Pictures do not belong in the output. Reproduce exactly the lines from the start of the records through the line with "Need: place one point per instance of the reflection on wet".

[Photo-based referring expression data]
================

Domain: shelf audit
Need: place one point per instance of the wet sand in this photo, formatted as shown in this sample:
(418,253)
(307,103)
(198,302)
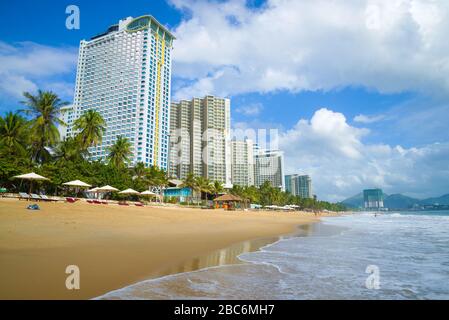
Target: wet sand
(115,246)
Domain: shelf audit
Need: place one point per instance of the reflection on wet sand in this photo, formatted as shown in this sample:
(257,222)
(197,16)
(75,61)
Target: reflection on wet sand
(208,283)
(229,255)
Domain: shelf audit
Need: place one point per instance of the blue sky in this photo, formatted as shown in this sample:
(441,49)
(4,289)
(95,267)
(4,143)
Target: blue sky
(360,99)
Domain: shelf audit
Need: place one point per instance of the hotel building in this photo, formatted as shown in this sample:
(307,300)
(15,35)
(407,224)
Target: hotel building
(125,74)
(269,166)
(199,138)
(299,185)
(242,163)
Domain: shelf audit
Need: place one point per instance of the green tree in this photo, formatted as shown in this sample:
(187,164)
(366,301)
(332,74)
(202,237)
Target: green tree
(190,182)
(91,126)
(203,185)
(216,188)
(45,108)
(13,134)
(120,152)
(69,149)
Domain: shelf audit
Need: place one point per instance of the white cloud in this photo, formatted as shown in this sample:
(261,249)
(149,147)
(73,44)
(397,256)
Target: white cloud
(387,45)
(27,66)
(362,118)
(253,109)
(341,164)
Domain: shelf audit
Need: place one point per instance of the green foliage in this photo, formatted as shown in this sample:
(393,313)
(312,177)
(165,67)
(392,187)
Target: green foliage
(90,126)
(25,145)
(13,134)
(120,152)
(45,110)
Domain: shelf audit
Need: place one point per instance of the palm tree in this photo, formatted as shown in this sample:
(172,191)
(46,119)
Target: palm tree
(190,182)
(91,126)
(13,133)
(119,152)
(139,171)
(45,109)
(216,188)
(69,150)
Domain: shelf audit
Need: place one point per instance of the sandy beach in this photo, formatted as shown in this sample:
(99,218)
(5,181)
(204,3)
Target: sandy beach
(115,246)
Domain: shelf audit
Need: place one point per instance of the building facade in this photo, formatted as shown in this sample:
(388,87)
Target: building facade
(125,75)
(199,138)
(299,185)
(373,198)
(242,163)
(269,166)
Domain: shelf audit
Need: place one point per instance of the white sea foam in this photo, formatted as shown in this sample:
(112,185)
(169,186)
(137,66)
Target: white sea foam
(410,249)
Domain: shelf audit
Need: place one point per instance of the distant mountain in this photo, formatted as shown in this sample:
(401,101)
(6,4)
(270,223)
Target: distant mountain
(354,202)
(439,200)
(397,201)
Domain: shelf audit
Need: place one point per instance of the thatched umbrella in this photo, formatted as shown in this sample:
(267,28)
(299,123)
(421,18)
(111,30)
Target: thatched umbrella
(129,192)
(77,184)
(149,194)
(106,189)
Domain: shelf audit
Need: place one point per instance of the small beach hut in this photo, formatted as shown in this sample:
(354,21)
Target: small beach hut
(150,194)
(129,192)
(106,189)
(229,201)
(31,177)
(77,184)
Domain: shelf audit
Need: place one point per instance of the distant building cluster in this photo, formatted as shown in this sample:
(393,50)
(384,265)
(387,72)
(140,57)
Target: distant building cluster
(125,75)
(299,185)
(373,199)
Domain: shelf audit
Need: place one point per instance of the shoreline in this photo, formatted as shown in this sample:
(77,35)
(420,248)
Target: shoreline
(252,245)
(116,247)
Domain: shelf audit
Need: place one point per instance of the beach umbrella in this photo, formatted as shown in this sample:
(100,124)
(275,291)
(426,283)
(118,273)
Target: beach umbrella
(77,183)
(129,192)
(107,189)
(148,193)
(31,176)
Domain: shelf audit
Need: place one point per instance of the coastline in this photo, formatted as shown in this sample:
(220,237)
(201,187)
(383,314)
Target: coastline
(116,246)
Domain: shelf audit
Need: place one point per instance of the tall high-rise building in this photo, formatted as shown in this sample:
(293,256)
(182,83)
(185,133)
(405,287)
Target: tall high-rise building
(299,185)
(125,74)
(269,166)
(199,138)
(373,198)
(242,163)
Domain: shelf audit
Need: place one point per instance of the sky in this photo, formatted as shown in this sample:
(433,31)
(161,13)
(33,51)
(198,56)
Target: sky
(358,89)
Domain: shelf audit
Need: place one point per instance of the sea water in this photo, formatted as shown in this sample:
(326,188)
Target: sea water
(360,256)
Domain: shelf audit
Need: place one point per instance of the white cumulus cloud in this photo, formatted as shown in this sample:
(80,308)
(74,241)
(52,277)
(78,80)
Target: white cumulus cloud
(27,66)
(228,48)
(341,164)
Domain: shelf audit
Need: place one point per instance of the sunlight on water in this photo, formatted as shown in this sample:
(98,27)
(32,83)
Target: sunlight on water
(328,261)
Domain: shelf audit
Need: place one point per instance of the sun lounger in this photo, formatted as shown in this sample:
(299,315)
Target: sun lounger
(45,198)
(24,196)
(35,197)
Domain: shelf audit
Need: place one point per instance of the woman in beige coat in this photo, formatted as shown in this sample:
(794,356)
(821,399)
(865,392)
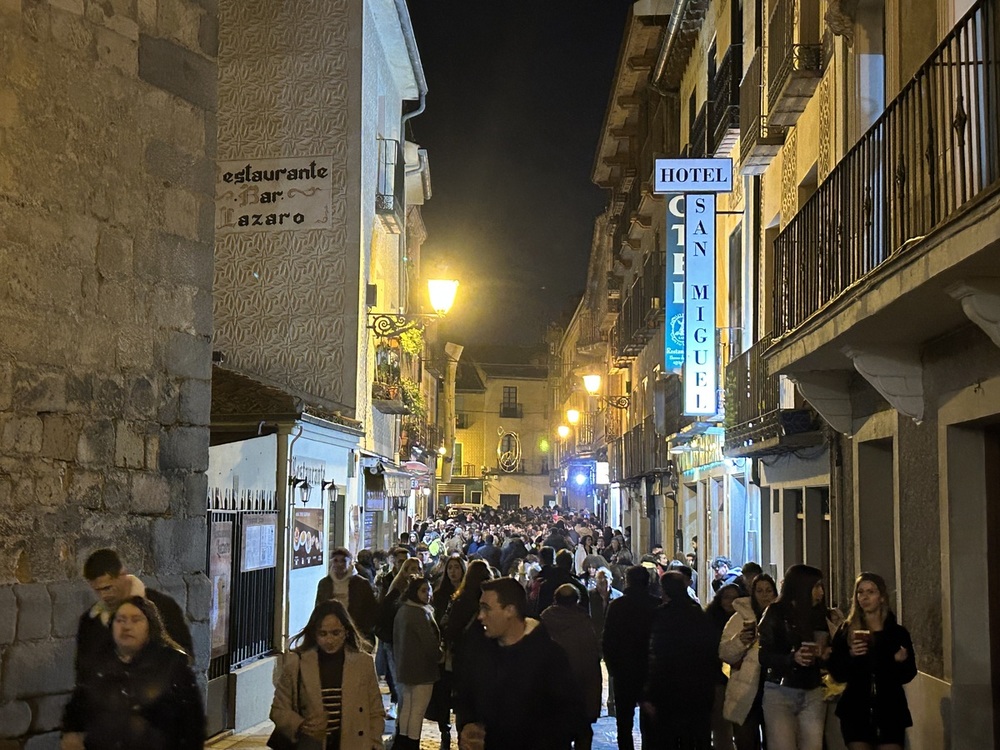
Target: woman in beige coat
(328,695)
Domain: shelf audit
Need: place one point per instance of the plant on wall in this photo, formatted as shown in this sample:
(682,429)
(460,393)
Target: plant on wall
(412,342)
(413,398)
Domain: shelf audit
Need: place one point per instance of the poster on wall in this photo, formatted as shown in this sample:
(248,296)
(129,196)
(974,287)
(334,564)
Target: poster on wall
(259,536)
(307,538)
(220,566)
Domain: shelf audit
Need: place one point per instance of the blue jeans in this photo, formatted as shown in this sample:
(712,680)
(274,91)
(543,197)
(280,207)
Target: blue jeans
(793,718)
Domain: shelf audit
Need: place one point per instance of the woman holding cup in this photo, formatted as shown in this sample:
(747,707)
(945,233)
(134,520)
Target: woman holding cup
(873,654)
(793,635)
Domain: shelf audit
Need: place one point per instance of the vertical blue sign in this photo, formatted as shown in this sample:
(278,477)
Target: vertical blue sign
(674,293)
(700,369)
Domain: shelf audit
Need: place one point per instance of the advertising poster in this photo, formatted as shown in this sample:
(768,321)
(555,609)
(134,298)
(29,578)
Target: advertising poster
(220,572)
(307,538)
(259,532)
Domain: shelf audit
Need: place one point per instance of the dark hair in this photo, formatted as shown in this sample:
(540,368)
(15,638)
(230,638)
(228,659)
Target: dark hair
(753,588)
(509,593)
(413,587)
(566,595)
(306,637)
(157,633)
(477,572)
(637,576)
(564,559)
(102,562)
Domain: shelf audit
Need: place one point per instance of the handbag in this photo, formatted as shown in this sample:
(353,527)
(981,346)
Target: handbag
(278,739)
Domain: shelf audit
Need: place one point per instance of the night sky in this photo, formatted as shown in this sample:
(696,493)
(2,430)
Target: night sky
(517,94)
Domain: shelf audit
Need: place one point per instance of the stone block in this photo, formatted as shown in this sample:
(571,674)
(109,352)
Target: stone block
(150,493)
(38,668)
(34,611)
(21,435)
(188,356)
(114,253)
(196,402)
(70,599)
(47,713)
(60,435)
(184,448)
(199,597)
(117,50)
(179,545)
(96,445)
(178,71)
(130,445)
(15,719)
(8,615)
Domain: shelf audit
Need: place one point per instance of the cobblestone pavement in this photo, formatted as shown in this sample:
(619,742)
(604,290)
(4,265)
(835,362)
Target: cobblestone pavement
(605,734)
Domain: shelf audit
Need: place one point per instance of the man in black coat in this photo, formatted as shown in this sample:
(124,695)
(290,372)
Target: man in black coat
(112,584)
(521,697)
(556,577)
(625,643)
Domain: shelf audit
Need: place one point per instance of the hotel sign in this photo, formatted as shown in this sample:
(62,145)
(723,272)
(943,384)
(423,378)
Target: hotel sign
(700,368)
(693,176)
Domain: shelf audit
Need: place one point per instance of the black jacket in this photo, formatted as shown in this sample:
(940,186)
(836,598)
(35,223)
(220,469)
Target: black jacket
(524,694)
(151,703)
(683,661)
(780,637)
(93,637)
(874,681)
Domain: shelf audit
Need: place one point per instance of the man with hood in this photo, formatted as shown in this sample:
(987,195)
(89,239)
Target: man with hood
(569,627)
(350,589)
(113,584)
(521,698)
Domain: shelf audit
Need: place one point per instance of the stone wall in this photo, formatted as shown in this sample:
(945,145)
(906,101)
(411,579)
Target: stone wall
(107,139)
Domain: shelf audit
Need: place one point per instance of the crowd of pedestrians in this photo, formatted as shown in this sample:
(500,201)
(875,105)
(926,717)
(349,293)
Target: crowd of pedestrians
(502,622)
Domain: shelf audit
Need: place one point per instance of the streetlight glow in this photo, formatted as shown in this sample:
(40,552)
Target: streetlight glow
(442,293)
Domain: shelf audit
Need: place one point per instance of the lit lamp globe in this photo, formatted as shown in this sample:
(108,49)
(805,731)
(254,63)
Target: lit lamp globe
(442,294)
(592,383)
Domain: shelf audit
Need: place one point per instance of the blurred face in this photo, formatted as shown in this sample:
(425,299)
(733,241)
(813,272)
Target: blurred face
(130,629)
(330,635)
(496,620)
(818,593)
(338,565)
(764,593)
(869,598)
(111,590)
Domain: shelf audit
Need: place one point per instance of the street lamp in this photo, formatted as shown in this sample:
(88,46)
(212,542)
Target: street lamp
(442,296)
(593,384)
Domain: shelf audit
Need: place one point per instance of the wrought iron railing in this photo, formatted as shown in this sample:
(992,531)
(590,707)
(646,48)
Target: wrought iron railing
(724,97)
(793,43)
(935,148)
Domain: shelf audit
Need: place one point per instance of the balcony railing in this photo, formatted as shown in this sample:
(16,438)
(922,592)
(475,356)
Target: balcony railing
(724,102)
(794,58)
(935,148)
(760,141)
(391,182)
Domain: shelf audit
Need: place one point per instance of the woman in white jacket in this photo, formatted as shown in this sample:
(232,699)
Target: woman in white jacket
(328,694)
(739,649)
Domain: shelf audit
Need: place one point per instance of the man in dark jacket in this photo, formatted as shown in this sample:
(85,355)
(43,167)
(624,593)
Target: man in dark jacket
(683,653)
(522,698)
(569,627)
(112,584)
(626,651)
(351,589)
(560,574)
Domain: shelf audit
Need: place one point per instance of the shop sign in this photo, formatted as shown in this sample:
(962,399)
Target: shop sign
(269,195)
(700,388)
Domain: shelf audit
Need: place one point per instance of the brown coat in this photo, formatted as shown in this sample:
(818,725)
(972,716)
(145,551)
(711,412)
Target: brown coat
(362,713)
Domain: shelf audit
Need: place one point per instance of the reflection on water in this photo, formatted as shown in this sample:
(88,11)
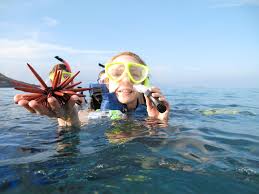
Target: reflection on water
(211,139)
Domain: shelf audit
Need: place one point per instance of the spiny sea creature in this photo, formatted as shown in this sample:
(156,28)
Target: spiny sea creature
(61,90)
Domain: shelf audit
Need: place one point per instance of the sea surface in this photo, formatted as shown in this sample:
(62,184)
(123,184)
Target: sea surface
(210,145)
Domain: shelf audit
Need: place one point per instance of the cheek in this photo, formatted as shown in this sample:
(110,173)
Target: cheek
(113,86)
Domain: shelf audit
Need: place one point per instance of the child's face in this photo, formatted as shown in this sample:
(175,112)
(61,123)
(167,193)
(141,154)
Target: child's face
(124,87)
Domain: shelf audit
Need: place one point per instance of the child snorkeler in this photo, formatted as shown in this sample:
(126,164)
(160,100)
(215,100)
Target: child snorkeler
(122,72)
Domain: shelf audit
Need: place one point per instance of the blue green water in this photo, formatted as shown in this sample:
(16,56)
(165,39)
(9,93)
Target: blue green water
(211,145)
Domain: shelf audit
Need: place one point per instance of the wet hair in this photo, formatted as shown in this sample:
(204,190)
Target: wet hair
(128,53)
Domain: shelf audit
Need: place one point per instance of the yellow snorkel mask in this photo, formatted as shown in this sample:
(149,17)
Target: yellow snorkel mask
(137,73)
(64,75)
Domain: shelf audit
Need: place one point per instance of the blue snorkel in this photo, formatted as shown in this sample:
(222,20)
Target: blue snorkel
(146,91)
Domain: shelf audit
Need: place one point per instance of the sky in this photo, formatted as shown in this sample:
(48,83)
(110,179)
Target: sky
(201,43)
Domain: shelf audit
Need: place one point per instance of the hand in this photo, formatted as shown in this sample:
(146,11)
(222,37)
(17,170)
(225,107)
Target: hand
(151,109)
(67,114)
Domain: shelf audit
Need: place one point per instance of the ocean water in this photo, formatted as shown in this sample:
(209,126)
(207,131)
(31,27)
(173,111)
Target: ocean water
(210,145)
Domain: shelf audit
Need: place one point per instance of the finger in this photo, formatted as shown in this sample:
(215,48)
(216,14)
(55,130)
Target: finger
(17,98)
(40,108)
(25,104)
(149,103)
(155,89)
(156,95)
(162,98)
(56,107)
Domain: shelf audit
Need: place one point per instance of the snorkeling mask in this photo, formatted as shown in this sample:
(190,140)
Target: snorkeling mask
(137,73)
(64,75)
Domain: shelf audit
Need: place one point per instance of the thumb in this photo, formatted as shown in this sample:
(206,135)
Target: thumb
(149,103)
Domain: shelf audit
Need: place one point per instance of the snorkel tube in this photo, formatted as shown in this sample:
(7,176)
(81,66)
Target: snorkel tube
(64,62)
(146,91)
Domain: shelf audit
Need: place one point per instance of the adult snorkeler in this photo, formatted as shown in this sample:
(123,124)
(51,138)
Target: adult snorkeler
(122,72)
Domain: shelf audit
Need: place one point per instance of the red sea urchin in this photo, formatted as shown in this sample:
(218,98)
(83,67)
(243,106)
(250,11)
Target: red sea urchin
(61,90)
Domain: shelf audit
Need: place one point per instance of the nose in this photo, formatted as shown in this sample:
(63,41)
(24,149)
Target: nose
(125,78)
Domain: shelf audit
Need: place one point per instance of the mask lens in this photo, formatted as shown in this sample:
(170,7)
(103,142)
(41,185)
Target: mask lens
(138,72)
(116,70)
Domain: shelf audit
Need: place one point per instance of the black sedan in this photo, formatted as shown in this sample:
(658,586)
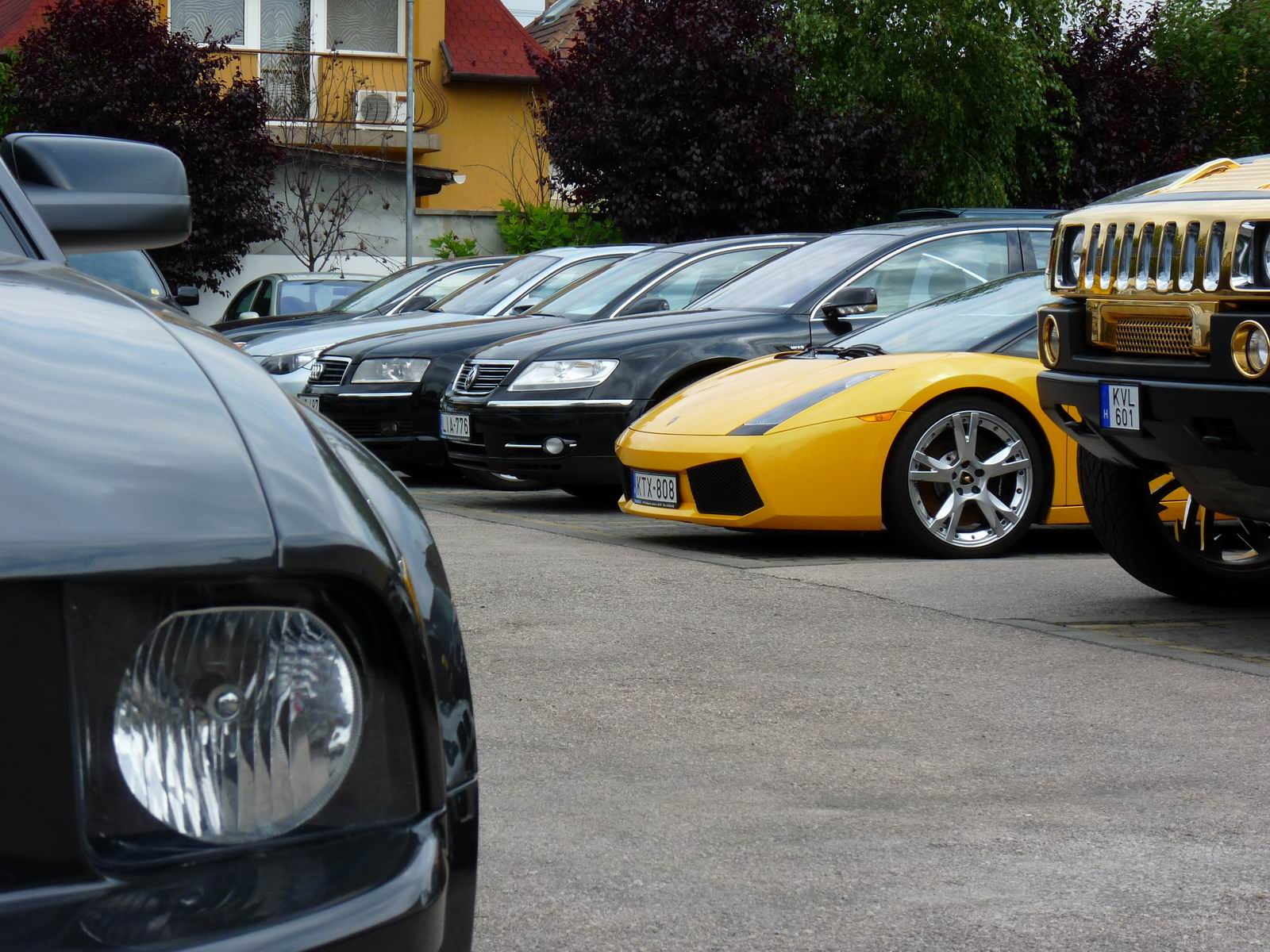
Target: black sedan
(239,706)
(385,390)
(549,406)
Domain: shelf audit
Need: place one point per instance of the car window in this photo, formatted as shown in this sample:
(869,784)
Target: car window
(264,304)
(1026,346)
(1039,241)
(937,268)
(452,281)
(126,270)
(305,296)
(700,278)
(486,294)
(563,278)
(241,301)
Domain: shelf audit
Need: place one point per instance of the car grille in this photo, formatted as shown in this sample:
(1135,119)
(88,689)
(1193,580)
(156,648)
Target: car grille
(482,378)
(329,371)
(374,429)
(1157,336)
(724,489)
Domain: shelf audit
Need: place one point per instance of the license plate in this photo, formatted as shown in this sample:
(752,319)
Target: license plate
(1122,409)
(657,489)
(456,427)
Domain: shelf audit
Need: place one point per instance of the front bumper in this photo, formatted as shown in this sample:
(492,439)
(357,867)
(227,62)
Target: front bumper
(812,478)
(510,440)
(399,889)
(1214,437)
(402,431)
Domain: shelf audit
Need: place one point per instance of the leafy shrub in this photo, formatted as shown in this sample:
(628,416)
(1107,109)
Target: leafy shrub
(527,228)
(450,245)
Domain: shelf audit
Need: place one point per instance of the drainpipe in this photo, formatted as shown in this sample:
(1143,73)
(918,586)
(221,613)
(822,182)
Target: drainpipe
(410,132)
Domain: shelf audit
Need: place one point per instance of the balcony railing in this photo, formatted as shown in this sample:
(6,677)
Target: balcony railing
(365,92)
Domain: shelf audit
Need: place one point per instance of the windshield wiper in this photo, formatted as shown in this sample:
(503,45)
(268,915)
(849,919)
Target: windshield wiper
(851,351)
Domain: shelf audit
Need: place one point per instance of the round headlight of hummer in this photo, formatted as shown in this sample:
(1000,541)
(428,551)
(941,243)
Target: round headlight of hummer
(1250,349)
(238,724)
(1051,340)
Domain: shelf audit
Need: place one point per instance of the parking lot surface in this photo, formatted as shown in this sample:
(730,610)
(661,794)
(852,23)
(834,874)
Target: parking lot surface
(700,739)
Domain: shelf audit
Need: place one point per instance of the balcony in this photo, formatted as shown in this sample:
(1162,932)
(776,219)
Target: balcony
(337,101)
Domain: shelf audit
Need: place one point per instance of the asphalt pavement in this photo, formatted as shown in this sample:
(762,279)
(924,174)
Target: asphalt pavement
(696,739)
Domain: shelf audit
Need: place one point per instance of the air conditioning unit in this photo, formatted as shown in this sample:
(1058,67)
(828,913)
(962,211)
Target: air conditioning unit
(380,107)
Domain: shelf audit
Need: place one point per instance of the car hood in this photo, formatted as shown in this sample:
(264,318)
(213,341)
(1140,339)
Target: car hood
(110,429)
(464,336)
(719,405)
(321,336)
(605,338)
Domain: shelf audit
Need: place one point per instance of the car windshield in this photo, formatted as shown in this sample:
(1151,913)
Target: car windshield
(785,281)
(962,321)
(387,289)
(486,294)
(595,294)
(126,270)
(305,296)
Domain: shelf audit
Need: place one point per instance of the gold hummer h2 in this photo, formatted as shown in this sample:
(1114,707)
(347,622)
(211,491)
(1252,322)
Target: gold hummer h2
(1159,366)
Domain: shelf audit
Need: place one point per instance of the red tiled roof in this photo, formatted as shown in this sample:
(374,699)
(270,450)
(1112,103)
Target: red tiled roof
(17,17)
(486,41)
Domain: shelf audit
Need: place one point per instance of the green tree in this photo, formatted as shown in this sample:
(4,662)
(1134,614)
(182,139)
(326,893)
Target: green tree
(1225,48)
(975,80)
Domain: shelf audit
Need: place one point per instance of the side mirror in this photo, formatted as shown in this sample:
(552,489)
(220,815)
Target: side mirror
(418,304)
(844,302)
(102,194)
(648,305)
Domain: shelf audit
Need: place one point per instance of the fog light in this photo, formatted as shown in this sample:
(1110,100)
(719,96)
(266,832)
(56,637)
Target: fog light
(1051,340)
(1250,349)
(238,724)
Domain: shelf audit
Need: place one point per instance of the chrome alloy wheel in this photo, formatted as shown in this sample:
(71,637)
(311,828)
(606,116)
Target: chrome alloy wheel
(971,479)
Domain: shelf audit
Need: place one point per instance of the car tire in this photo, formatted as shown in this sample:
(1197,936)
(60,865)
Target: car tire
(1194,559)
(976,494)
(502,482)
(595,493)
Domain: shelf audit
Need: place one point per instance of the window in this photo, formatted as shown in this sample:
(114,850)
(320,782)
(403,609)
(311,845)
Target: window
(937,268)
(353,25)
(563,278)
(1039,241)
(702,277)
(241,301)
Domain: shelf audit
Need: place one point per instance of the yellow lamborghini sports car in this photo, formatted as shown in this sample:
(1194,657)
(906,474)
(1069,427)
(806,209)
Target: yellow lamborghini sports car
(926,423)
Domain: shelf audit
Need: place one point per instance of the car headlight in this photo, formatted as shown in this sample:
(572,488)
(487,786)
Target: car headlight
(290,363)
(564,374)
(776,416)
(394,370)
(237,724)
(1051,340)
(1070,257)
(1250,349)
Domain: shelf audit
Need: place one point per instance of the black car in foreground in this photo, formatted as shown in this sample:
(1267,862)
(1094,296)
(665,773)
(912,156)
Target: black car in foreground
(387,389)
(549,406)
(239,708)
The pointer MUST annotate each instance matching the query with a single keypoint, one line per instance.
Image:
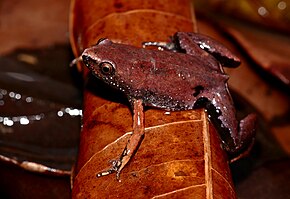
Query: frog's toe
(247, 129)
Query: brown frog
(186, 74)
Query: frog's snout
(85, 58)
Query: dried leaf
(180, 155)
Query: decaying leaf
(180, 155)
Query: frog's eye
(107, 68)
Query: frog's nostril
(85, 58)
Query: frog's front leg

================

• **Result**
Domain: shelf audit
Need: place one point per instance of the wet sand in this photo, formatted as shown in this sample:
(418,253)
(307,103)
(198,302)
Target: wet sand
(115,246)
Domain: shelf audit
Need: place one point per instance of the reflection on wet sand in this photo, formatted as shown in this sample:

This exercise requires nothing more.